*WHAT THIS TASK INVOLVES*. Recast the entries as a Markdown table with the columns "No." and "Text", starting at the first line and ending at the line that contains "0,209,248,547". Put each line's number under "No." and the line itself under "Text", and leave out blank lines.

**** MATERIAL FOR THIS TASK ****

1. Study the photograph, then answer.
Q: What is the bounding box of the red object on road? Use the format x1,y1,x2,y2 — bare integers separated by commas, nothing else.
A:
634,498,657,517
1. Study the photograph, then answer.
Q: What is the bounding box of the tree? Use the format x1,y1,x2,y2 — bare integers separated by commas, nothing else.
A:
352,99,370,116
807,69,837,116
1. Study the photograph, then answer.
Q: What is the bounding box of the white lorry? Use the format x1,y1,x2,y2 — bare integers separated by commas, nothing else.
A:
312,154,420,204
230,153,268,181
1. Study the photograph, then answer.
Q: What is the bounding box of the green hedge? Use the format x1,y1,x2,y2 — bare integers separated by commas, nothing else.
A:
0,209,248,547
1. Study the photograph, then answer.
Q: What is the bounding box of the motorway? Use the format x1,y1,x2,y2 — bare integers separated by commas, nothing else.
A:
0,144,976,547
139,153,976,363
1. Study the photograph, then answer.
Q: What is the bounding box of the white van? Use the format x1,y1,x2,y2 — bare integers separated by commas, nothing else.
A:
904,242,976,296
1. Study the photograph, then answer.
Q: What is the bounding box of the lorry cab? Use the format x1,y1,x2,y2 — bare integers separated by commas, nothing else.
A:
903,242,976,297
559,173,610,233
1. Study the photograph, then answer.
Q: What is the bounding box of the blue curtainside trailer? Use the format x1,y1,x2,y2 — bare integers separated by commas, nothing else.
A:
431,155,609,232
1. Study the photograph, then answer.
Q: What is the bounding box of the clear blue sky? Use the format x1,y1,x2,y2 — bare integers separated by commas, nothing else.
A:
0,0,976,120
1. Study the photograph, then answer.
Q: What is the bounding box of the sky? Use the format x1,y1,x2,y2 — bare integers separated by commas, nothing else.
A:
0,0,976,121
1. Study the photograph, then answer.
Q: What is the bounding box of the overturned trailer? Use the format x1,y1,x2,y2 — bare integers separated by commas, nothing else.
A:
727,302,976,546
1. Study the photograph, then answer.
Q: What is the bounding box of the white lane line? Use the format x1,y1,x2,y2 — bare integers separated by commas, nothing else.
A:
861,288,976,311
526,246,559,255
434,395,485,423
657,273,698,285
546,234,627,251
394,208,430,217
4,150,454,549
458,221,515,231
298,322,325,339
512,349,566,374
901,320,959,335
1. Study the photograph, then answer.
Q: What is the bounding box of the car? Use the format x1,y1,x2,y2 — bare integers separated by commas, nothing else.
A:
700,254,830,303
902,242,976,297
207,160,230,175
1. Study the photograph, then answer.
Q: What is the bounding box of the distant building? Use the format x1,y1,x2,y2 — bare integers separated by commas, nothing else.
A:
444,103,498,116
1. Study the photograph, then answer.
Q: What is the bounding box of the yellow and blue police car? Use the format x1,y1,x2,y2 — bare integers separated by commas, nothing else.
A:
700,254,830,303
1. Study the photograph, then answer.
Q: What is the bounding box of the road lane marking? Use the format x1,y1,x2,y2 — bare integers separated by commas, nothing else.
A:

****

*RESPONSE FOR THIS EXERCISE*.
| No. | Text |
|---|---|
| 1 | 1. Study the photograph, then answer. |
| 2 | Q: What is the bounding box of the red object on road? Use the format x1,y1,x2,y2 — bare integers separated by commas, nothing else. |
| 3 | A: |
| 4 | 634,498,657,517 |
| 5 | 1. Study the photograph, then answer. |
| 6 | Q: What is the bounding box of the tree? Use the format x1,y1,x2,y2 — bare integers separated by commas, nothing else. |
| 7 | A: |
| 8 | 352,99,370,116 |
| 9 | 807,69,837,116 |
| 10 | 1. Study the photograph, then answer. |
| 11 | Q: What is the bounding box of the white lorry? Use the format x1,y1,x2,y2 — bare integers separated by commas, nothing else. |
| 12 | A: |
| 13 | 312,154,420,204 |
| 14 | 230,153,268,181 |
| 15 | 1. Study the photograph, then answer. |
| 16 | Q: What is the bounding box of the green hedge? Use the format x1,y1,x2,y2 — bare integers separated by commas, nothing else. |
| 17 | A: |
| 18 | 0,209,248,547 |